» Data supplied:
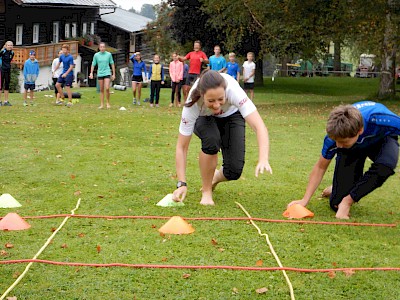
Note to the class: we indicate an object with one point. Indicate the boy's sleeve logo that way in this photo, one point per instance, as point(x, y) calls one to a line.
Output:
point(243, 101)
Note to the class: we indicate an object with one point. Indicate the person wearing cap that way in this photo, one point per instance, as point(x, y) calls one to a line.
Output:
point(56, 74)
point(31, 72)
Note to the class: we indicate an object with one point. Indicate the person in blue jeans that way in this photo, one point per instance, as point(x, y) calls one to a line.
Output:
point(67, 76)
point(139, 66)
point(355, 132)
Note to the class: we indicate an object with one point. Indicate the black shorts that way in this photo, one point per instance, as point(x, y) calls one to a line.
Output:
point(29, 86)
point(103, 77)
point(191, 79)
point(248, 86)
point(5, 79)
point(137, 78)
point(227, 134)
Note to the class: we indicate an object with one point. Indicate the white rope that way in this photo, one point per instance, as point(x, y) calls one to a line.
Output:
point(272, 250)
point(20, 277)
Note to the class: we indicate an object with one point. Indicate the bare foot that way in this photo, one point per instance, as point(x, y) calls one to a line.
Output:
point(343, 210)
point(326, 193)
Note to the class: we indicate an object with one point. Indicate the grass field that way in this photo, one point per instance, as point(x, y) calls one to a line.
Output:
point(122, 163)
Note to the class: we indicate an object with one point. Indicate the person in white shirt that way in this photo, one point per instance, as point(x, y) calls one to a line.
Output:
point(249, 69)
point(56, 73)
point(216, 111)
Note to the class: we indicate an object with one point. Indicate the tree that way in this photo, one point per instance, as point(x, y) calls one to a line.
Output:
point(148, 11)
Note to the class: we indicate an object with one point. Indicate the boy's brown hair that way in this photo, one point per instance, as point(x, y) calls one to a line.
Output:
point(344, 121)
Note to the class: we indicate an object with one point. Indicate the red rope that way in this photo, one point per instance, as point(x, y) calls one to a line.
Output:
point(235, 268)
point(211, 219)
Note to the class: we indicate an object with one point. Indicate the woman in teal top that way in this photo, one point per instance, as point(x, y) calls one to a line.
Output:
point(103, 59)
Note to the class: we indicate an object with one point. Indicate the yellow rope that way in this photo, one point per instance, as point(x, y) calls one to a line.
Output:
point(20, 277)
point(272, 250)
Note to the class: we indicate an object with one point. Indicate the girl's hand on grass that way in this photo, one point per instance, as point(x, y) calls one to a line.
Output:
point(179, 194)
point(261, 166)
point(302, 202)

» Exercise details:
In the material above, locate the line containing "Indicate the black" and the line containing "person in white". Transcribe exactly those two lines and every line between them, and nothing more.

» Answer to this exercise:
Note to the class: we indicate an object with one point. Indicate the black shorts that way in this photo, one point per instance, as point(x, y) calls one to a line.
Output:
point(29, 86)
point(103, 77)
point(191, 79)
point(248, 86)
point(5, 79)
point(137, 78)
point(227, 134)
Note to the class: we indicate an object with one point. Indicate the white rope that way in this photo, one point per instance, as point(x, y) calls one to a line.
Output:
point(272, 250)
point(20, 277)
Note to the class: we indicate an object with one point. Indicate the bare foot that way in this photo, one point per instance, as point(x, y) calls one to a line.
Output:
point(343, 210)
point(326, 193)
Note to the class: we indicate an object with one point. Indicate the grass field that way in this photo, one point per instance, as point(x, y) calls one to a line.
Output:
point(122, 163)
Note to the class: we indicate an object with one point. Indicate the person in white shirt that way in this photo, one point per instance, as point(x, y) calls one to a line.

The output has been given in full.